Instruction >>
Copy every line of the material from the line with "task | place a marker on each instance of the wooden" through the end, requests included, and add -29 to each number in the answer coordinates. Leave all other numbers unchanged.

Data for this task >>
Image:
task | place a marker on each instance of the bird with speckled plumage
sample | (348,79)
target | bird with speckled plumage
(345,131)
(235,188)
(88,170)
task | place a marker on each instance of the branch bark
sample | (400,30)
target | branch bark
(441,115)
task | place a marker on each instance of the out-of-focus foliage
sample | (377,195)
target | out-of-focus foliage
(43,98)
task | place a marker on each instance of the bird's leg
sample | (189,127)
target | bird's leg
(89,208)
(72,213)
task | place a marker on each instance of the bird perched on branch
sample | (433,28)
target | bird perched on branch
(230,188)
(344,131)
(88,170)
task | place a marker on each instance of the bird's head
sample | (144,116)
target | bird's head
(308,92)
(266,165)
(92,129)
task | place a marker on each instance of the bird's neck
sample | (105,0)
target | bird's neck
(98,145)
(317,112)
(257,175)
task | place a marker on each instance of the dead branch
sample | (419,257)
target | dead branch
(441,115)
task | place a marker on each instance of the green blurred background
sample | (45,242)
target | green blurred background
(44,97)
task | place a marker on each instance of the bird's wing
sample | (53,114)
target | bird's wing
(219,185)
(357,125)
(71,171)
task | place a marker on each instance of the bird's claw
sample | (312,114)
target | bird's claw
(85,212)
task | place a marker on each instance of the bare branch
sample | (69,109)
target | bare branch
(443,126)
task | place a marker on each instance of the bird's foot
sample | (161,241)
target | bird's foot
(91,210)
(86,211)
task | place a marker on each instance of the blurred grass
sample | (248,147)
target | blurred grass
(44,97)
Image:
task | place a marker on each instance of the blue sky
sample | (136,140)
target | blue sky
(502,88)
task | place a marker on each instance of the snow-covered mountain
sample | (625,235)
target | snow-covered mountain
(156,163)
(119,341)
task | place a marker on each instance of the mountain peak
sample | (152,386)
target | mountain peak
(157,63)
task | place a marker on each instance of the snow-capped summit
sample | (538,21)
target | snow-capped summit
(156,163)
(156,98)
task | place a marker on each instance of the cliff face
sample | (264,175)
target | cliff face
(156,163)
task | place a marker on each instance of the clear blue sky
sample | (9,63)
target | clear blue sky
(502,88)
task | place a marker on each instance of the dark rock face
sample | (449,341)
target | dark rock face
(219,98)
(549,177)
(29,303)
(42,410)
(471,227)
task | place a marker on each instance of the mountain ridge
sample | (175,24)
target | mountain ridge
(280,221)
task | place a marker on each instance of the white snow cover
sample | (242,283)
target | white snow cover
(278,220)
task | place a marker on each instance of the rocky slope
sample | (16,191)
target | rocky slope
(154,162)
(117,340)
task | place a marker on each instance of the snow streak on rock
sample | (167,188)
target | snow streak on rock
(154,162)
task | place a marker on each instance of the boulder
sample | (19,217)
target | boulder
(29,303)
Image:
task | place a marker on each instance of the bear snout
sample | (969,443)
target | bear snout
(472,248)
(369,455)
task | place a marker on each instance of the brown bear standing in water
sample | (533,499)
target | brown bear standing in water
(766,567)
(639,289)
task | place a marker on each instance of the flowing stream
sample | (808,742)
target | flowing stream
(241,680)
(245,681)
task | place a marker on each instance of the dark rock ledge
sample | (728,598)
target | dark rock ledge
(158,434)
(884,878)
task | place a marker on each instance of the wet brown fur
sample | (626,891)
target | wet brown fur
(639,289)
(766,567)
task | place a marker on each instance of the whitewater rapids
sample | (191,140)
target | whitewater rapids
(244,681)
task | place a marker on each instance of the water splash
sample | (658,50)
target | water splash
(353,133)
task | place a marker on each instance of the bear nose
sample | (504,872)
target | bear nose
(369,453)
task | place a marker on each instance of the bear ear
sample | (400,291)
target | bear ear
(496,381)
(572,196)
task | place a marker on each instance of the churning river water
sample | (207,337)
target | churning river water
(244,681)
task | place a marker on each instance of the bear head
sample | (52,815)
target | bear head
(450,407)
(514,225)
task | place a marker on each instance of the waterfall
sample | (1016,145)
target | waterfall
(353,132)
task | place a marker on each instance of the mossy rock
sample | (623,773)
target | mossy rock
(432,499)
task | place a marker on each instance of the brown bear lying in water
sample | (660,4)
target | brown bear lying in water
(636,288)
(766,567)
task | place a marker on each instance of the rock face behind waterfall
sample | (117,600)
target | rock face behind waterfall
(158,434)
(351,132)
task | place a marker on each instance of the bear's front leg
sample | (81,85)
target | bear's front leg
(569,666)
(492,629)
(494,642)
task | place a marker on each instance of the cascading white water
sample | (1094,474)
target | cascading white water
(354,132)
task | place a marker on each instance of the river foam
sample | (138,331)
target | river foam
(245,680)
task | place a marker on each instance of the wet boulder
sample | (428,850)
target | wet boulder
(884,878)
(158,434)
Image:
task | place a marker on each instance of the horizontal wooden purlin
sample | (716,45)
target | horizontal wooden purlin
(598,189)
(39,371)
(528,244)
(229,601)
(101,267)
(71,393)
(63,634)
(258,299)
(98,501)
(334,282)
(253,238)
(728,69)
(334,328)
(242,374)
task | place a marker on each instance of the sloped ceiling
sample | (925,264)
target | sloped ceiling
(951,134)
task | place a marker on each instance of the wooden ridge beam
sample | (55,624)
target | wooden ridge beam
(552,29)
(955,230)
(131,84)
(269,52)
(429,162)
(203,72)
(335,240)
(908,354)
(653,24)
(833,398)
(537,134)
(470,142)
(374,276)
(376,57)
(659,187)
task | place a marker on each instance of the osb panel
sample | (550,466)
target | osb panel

Response to the task >>
task | place a marker on each instance of the wooden ridge beam
sample | (55,624)
target | wooden ridge beam
(523,0)
(926,201)
(102,55)
(240,23)
(400,133)
(174,43)
(306,211)
(879,325)
(624,-5)
(804,369)
(508,105)
(441,113)
(345,247)
(347,28)
(630,158)
task | place a marker on each instance of the osb panel
sample | (550,466)
target | osb panel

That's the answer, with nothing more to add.